╭─ Excerpt
Well, make sure you jive with them. Make sure they're asking the right questions. You should be the one talking them up. If they're the ones talking about themselves, think about it this way. Let's say you're at a conference. And I come up to you, and I'm like, "hey Cheryl, my name's Jason. I'm the best agency mentor in the world, had a big agency. I'm just the shit. You need to know me." You'd be like, "Get away from me creep!" and that's how a lot of agencies act to brands. Versus if someone came up like, "Hey Cheryl, why don't you come to the event? Anybody I can connect you with? What's the biggest challenge you're having? Oh, have you thought about x, y and z?" The telltale sign is, "are they asking the right questions to figure out how to solve your problem?" Not like, "do they just want to take orders from you?" I think that's probably the best way to evaluate an agency and I'll also tell you the biggest is not always the best. A lot of times the biggest is the worst. Because there's 1000 people working on the account, there's total disconnect and disarray but also the smallest is not always the best way to go either. It depends on the organization and depends on you. The best agency for me if I was going to use an agency, would probably be a five to eight person shop that has a really good specialty at x, y, & z. And then I would go with them.

Cheryl Hodgson [36:19]

Well, that's actually great advice because I see the same thing in the legal world. It's not always best. If you're a multinational corporation and you're fighting multinational lawsuits with unlimited pocketbooks, then those kinds of firms are great, but if you want to be priority and get some real attention for what you're doing, and also have somebody who's responsible and takes ownership of your business.

Jason Swenk [36:46]

And they should have a track record too, and they should be able to, and I think the most important part is, "Do you understand the plan?” Going back to the racing analogy. Do you understand the plan for them to take you from A to success? If they can't explain that, then I would run because they're still trying to figure it out.
╰─
╭─ Extracted information
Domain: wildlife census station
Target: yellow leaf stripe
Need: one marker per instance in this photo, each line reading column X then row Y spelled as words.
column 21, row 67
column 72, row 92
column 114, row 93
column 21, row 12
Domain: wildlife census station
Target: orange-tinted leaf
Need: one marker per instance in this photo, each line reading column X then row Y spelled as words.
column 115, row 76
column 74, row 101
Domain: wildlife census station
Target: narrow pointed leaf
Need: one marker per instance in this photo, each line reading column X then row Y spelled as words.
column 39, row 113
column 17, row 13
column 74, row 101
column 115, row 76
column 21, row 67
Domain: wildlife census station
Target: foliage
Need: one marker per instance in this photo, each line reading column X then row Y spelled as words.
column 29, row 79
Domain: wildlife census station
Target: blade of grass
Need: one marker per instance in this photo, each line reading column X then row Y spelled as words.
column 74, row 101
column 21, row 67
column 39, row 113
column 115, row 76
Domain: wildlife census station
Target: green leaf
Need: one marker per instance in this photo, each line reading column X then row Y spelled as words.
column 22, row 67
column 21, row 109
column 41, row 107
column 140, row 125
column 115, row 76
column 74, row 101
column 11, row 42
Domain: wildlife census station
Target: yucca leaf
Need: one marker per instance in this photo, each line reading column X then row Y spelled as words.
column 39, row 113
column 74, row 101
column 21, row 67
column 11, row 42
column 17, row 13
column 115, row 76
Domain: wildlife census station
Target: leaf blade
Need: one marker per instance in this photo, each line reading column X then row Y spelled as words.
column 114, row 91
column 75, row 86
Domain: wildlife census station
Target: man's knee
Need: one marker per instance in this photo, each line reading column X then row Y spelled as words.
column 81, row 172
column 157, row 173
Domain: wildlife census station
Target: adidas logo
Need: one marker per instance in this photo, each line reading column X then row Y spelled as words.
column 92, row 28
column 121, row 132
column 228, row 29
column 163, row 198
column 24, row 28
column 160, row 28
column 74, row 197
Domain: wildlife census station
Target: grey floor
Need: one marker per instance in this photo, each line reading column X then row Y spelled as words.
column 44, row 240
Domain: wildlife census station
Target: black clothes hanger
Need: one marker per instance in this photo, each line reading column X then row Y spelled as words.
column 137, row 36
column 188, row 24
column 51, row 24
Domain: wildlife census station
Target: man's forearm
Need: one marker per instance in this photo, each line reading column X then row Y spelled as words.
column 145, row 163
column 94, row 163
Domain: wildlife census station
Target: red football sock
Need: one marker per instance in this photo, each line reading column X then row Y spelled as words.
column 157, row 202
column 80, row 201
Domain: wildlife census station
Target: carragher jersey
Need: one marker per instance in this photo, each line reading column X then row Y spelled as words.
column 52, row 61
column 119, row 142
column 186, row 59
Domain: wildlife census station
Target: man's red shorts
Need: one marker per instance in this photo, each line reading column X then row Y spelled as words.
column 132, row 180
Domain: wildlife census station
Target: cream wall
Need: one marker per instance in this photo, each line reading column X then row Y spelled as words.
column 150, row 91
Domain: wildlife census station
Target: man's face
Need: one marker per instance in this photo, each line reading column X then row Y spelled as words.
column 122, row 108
╰─
Exercise prompt =
Does each statement agree with the excerpt about choosing an agency? Answer yes or no for each, and quote the deciding words.
1. The biggest agency is not always the best choice.
2. The preferred agency described would be a shop of about fifty people.
3. Cheryl Hodgson says large firms are never a good fit.
None of the lines are needed here.

Solution to this task =
1. Yes: "the biggest is not always the best."
2. No: "would probably be a five to eight person shop"
3. No: "If you're a multinational corporation and you're fighting multinational lawsuits with unlimited pocketbooks, then those kinds of firms are great"